- Exercise materials -

* Start *

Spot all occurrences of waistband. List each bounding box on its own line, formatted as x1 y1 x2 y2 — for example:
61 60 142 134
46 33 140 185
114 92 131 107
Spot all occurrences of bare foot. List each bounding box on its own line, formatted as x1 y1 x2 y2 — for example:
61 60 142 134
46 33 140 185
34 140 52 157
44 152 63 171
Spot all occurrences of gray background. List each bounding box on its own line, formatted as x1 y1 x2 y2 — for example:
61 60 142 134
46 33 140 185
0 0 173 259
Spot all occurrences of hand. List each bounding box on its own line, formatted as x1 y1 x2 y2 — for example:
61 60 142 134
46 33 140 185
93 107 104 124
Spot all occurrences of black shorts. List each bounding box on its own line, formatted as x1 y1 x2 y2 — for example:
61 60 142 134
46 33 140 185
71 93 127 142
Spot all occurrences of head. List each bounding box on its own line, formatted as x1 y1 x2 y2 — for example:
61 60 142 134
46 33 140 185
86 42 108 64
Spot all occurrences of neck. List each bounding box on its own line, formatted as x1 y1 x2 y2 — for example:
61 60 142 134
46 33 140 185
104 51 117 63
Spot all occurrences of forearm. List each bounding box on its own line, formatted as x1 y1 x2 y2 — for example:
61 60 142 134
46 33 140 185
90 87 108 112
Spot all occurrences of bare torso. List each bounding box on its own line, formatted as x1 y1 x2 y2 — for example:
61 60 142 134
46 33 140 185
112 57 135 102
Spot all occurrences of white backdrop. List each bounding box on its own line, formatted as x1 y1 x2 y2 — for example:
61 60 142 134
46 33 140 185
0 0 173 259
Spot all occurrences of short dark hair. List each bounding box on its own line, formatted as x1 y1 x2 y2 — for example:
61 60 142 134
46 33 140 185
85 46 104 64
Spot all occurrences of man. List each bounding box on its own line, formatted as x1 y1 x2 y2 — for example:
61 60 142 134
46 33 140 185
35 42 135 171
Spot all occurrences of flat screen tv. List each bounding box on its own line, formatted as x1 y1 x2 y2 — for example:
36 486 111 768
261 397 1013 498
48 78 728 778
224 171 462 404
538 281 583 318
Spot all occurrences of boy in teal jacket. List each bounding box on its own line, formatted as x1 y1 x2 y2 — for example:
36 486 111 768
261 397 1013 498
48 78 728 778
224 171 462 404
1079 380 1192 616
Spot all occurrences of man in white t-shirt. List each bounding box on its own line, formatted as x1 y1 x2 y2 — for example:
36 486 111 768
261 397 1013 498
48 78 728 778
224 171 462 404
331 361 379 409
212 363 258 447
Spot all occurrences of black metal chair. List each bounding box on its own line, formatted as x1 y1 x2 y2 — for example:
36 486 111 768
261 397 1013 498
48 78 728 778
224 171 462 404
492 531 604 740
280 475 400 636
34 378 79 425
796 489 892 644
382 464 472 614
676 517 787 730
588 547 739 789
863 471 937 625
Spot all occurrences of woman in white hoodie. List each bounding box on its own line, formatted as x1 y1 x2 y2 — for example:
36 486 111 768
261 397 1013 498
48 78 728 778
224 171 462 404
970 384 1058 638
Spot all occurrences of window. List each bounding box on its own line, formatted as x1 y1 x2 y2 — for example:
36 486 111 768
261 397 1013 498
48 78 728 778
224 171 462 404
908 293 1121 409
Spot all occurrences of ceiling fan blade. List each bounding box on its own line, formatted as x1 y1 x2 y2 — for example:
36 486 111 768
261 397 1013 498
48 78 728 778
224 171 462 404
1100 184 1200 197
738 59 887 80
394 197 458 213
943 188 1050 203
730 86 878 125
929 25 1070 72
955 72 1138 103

* End *

- Exercise objective -
Copy the records from the line containing "Spot all occurrences of woman" through the line containing "908 293 1121 409", swapping "white hoodie" for "gray hoodie" and keeping everything else the same.

- Answer to this problem -
Spot all occurrences of woman in gray hoodie. List each bounding box on its own line, formatted as x1 y1 x2 y2 — for example:
36 486 111 768
261 397 1013 498
48 78 728 778
224 171 462 404
970 384 1058 638
Spot all occurrences of window. List each bounding box on its own line, formatted as x1 y1 x2 y2 — for example:
36 486 111 768
261 397 1013 498
48 78 728 778
224 171 462 404
908 293 1121 409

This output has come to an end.